YOUR GOAL: Transcribe the records exactly from the line with "water surface --coords=pixels" to the end, both included.

EXCERPTED RECORDS:
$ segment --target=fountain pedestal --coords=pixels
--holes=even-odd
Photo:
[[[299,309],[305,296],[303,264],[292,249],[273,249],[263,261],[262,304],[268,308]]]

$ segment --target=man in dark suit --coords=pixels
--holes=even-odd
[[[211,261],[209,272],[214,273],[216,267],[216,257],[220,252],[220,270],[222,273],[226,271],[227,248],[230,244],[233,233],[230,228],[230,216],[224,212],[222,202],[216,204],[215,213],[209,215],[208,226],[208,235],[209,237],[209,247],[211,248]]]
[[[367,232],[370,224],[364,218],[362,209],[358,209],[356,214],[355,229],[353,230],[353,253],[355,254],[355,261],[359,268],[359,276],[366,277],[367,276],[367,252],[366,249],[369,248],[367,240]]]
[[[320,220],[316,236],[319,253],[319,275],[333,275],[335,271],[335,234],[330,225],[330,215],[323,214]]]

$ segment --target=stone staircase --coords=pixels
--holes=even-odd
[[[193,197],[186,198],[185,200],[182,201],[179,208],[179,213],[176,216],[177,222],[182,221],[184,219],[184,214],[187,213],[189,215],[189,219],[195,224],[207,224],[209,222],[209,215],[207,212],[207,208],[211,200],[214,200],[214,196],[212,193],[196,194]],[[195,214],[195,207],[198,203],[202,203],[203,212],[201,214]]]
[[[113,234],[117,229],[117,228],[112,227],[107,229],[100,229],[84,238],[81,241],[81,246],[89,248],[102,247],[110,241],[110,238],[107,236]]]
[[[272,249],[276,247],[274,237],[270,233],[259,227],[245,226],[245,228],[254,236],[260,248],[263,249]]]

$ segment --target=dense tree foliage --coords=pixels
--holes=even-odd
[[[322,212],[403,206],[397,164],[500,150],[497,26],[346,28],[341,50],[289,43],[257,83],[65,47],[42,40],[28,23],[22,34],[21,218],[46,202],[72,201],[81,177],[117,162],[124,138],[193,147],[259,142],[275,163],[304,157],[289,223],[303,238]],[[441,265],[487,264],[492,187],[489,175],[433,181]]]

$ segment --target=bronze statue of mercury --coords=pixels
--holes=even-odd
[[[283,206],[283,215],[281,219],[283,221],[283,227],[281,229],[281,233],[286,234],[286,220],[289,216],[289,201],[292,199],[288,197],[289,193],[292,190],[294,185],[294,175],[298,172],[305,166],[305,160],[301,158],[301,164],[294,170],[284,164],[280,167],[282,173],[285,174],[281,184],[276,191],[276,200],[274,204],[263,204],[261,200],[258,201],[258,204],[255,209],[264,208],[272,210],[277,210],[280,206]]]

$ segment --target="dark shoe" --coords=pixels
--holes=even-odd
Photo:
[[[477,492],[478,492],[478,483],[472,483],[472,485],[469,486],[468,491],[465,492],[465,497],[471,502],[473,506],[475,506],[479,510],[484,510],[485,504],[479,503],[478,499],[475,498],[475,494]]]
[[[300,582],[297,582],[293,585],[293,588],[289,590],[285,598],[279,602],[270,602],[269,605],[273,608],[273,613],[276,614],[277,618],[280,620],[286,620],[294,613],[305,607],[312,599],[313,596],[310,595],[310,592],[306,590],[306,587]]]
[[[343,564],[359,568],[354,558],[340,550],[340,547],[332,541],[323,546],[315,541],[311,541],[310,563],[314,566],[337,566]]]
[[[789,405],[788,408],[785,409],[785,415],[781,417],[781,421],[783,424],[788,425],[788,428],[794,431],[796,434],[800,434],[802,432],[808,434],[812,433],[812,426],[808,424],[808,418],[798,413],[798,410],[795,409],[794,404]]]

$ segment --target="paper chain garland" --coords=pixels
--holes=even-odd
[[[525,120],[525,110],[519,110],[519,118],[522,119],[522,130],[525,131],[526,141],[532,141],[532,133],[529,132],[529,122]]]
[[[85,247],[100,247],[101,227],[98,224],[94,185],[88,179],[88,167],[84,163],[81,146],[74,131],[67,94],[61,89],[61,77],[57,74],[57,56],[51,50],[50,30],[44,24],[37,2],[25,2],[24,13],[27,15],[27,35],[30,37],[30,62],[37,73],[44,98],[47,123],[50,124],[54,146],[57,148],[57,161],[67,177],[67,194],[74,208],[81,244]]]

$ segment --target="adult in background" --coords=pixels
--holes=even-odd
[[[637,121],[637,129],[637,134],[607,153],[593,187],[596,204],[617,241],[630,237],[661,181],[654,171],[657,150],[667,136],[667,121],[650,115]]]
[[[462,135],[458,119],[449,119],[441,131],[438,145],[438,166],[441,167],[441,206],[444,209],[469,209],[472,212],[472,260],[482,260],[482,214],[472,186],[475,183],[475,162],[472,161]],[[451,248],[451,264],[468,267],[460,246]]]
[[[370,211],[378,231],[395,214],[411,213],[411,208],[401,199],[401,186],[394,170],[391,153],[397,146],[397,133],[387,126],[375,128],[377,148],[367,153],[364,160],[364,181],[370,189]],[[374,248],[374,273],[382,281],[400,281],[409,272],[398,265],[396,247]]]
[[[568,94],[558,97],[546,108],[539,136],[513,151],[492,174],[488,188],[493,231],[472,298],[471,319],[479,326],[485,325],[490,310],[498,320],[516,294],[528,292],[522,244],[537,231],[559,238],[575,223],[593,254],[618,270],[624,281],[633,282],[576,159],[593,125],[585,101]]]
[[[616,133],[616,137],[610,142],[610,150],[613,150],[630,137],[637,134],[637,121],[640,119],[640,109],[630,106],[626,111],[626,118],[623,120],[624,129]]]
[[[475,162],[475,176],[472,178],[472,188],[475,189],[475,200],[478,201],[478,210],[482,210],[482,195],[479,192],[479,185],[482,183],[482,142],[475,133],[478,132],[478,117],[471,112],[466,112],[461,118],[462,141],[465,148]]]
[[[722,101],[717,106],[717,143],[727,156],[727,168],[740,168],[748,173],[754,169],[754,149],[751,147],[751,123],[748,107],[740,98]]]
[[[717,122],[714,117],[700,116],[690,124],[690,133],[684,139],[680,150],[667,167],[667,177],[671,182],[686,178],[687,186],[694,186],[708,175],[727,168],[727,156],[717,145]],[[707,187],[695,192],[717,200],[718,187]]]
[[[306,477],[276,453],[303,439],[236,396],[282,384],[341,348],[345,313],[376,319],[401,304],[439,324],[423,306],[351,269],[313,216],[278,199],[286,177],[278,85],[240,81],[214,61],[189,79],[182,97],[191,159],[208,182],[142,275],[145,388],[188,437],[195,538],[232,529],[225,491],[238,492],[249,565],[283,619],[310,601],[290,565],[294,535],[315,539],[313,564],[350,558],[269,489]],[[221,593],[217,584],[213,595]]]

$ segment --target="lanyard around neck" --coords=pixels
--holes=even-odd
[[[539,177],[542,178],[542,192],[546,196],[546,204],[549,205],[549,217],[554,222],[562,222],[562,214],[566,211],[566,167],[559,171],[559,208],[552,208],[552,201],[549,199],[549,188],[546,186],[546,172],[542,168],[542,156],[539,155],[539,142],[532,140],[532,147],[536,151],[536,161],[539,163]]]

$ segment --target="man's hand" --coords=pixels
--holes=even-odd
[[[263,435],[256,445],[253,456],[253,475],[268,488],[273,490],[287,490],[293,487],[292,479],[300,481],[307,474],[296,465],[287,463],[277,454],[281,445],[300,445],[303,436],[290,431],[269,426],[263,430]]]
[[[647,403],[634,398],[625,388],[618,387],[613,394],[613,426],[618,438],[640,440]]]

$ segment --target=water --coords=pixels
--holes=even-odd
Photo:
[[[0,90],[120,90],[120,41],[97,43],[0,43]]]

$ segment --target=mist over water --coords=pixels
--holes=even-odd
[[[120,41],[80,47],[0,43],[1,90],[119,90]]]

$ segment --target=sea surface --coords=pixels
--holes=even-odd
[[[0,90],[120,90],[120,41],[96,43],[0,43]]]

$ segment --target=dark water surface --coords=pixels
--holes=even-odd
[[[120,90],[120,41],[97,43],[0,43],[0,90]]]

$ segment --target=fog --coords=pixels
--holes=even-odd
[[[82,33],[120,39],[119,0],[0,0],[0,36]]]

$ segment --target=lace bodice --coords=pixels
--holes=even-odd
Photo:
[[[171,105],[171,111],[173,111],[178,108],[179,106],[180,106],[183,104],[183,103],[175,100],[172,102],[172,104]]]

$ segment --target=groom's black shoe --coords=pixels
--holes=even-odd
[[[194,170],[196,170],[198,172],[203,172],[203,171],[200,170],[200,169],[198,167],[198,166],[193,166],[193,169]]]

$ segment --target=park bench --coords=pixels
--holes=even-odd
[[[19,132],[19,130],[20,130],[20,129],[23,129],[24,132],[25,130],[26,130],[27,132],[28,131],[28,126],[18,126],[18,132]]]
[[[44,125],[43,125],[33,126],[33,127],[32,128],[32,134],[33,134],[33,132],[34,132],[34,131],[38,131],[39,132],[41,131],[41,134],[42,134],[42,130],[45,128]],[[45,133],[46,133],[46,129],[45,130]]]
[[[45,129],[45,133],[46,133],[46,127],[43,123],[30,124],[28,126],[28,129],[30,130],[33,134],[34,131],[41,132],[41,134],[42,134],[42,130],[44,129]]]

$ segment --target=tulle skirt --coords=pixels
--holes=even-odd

TASK ANSWER:
$ segment --target=dark water surface --coords=pixels
--holes=even-odd
[[[120,90],[120,41],[97,43],[0,43],[0,90]]]

$ segment --target=fog --coords=pixels
--holes=even-odd
[[[82,33],[120,39],[119,0],[0,0],[0,36]]]

$ segment --target=lace bodice --coords=pixels
--holes=even-odd
Photo:
[[[171,105],[171,111],[173,111],[178,108],[179,106],[180,106],[183,104],[183,103],[175,100],[172,102],[172,104]]]

$ segment --target=groom's black shoe --coords=pixels
--holes=even-odd
[[[194,170],[196,170],[198,172],[203,172],[203,171],[200,170],[200,169],[198,167],[198,166],[193,166],[193,169]]]

$ segment --target=park bench --coords=pixels
--holes=even-odd
[[[19,132],[19,130],[20,130],[20,129],[23,129],[24,132],[25,130],[26,130],[27,132],[28,131],[28,126],[18,126],[18,132]]]
[[[44,125],[43,125],[33,126],[33,127],[32,128],[32,134],[33,134],[33,132],[34,132],[34,131],[38,131],[39,132],[41,131],[41,134],[42,134],[42,130],[45,128]],[[45,133],[46,133],[46,129],[45,130]]]
[[[45,129],[45,133],[46,133],[46,127],[43,123],[30,124],[28,126],[28,129],[30,130],[33,134],[34,131],[41,132],[41,134],[42,134],[42,130],[44,129]]]

$ segment --target=tulle skirt --coords=pixels
--holes=even-odd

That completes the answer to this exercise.